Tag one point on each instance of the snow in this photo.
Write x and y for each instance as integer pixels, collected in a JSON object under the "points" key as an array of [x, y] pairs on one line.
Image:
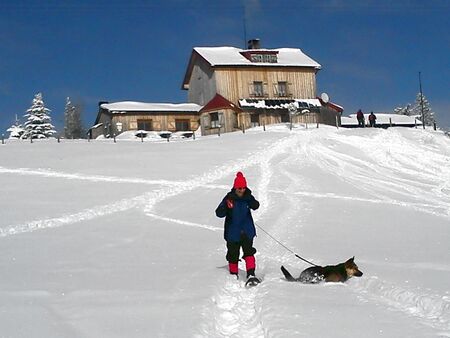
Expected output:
{"points": [[125, 106], [383, 119], [230, 56], [122, 240]]}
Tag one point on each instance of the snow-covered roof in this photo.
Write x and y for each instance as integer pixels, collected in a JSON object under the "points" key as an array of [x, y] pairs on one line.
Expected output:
{"points": [[278, 103], [230, 56], [127, 106], [384, 119]]}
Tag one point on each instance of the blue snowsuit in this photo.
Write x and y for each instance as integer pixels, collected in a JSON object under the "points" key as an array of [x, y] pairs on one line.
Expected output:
{"points": [[238, 220]]}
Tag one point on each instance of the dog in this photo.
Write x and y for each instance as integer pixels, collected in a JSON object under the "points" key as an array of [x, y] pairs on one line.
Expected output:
{"points": [[331, 273]]}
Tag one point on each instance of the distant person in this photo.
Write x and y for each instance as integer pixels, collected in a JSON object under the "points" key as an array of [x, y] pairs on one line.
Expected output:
{"points": [[240, 230], [372, 119], [360, 118]]}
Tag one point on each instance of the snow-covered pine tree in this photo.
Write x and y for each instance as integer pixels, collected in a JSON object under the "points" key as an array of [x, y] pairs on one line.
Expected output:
{"points": [[406, 110], [73, 126], [428, 114], [16, 130], [38, 124]]}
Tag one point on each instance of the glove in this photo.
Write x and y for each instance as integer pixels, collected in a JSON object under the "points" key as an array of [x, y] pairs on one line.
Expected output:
{"points": [[230, 203]]}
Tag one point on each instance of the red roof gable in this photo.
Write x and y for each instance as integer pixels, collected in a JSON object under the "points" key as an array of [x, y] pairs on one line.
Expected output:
{"points": [[219, 102], [331, 105]]}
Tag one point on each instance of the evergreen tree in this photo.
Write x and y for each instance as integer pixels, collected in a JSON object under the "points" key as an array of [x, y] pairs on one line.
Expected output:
{"points": [[16, 130], [38, 124], [73, 127], [428, 114]]}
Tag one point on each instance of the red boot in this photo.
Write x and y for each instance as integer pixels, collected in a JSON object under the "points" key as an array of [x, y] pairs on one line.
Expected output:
{"points": [[250, 265], [234, 268]]}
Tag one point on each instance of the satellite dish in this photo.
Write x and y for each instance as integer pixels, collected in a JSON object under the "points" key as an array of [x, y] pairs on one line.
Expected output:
{"points": [[292, 108]]}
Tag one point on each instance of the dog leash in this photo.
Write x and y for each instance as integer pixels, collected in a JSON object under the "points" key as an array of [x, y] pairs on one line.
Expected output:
{"points": [[284, 246]]}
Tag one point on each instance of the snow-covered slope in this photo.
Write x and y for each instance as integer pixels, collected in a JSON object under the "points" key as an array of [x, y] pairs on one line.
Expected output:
{"points": [[120, 240]]}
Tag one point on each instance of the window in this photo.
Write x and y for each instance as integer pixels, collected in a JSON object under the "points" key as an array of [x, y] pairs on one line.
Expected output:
{"points": [[145, 125], [254, 120], [214, 117], [182, 125], [258, 88], [282, 88]]}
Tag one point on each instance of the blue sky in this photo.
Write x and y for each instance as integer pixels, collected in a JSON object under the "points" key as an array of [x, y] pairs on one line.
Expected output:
{"points": [[370, 51]]}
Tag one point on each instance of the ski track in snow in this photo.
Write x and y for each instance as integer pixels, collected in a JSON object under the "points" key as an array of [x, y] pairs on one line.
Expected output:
{"points": [[81, 177], [146, 201], [234, 309]]}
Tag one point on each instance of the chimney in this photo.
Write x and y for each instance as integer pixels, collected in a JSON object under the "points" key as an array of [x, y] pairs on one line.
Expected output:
{"points": [[254, 44]]}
◇ ◇ ◇ ◇ ◇ ◇ ◇
§ About this exercise: Among the entries above, copy exactly only the lines starting with the one containing "Tag one point on each instance of the evergreen" and going through the one containing "Tag one point on each instance of the snow-covered slope", both ends included.

§ Answer to the problem:
Tag one point on each instance of the evergreen tree in this photo.
Write x and y for each instance as integer pixels, collected in a JSON object under the "points" key as an array of [x, y] pairs on one line.
Expected output:
{"points": [[16, 130], [38, 124], [73, 127], [428, 114]]}
Tag one point on each instance of the red boot in this photo.
Write x and y for each instance as integer pixels, collected in a JSON object under the "points" key as an array of [x, y] pairs on one line.
Expected output:
{"points": [[250, 265], [234, 268]]}
Tag one point on each instance of the satellite dish in this photo.
Write x and y for each instance as integer pixels, collected in a JSON object under the "points" key as an array of [x, y] pairs on one line.
Expected output:
{"points": [[292, 108]]}
Tag one point on each instance of the dog leash in this photo.
Write x and y for each instance as integer pixels, collected in a JSON object under the "points" key as an array of [x, y] pairs on one line.
Expected output:
{"points": [[284, 246]]}
Tag one point on each instance of the snow-covered slope in this photo.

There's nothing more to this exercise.